## STUDY QUESTIONS:
A - List the aspects that the text on diet for oncology patients names as the most important to consider when drawing up a personalised nutritional plan.
B - Pick up the text on diet for oncology patients after its last sentence and continue writing it.

[TEXT PASSAGE]

Adapting the diet of oncology patients according to the stage of their illness and treatment ensures a good nutritional state. If the patient is well nourished, there will be less risk of malnutrition, their immune system will be stronger and treatments will be more effective.
The most important aspects to take into account in order to carry out a personalised nutritional plan are: the type of tumour and its stage, the characteristics of each patient and the side effects of the treatment to be followed.
We must bear in mind that each tumour is different, so a tumour located in the digestive tract is not the same as a breast tumour, for example. We must also take into account that each patient is different in terms of tastes, age, sex… And lastly, we must consider that treatments do not produce the same side effects in all people.
Improving or maintaining the patient’s nutritional status by adapting their diet to the adverse effects both in the short and long term is the main objective of oncological dietary personalisation. Thus, a breast cancer patient taking hormone treatment should focus on avoiding the accumulation of abdominal fat, as well as adapting their diet to the osteo-muscular effects that this treatment may produce. On the other hand, in the case of a patient with digestive cancer, the focus should be on avoiding weight/muscle loss or treating the possible intestinal dysbiosis that the treatment may cause.

[/TEXT PASSAGE]
[DATA EXTRACT]

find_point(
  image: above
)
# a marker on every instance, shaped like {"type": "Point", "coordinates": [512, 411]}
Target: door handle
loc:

[/DATA EXTRACT]

## WRITTEN ANSWERS:
A -
- The type of tumour and its stage
- The characteristics of each patient
- The side effects of the treatment to be followed

B -
In order to draw up a nutritional plan, as much information as possible must be obtained about the patient and their illness through a clinical history, a dietary-nutritional study, as well as knowledge of their habits and lifestyle. With this information, the objectives to be worked on with the patient (main and secondary) are established, as well as correcting any possible errors observed. Some of the aspects to be included are: appropriate cooking techniques, recommendations to apply the day before/day of the treatment session such as chemotherapy, menus, recipes, preparation of homemade supplements, techniques for enriching intakes, etc.
The oncology patient is a very special patient, as he/she is at the greatest risk of malnutrition, both due to energy deficit and excess. Weight and muscle loss as well as fat gain can have consequences on their disease, quality of life and survival.
The following are some of the reasons why a proper nutrition plan is important in this type of patient:
1- Prevention of malnutrition. Malnutrition is a common complication of this disease and can negatively affect the body’s ability to help fight it. Adequate nutrition can prevent malnutrition and maintain the body’s strength and energy during cancer treatment.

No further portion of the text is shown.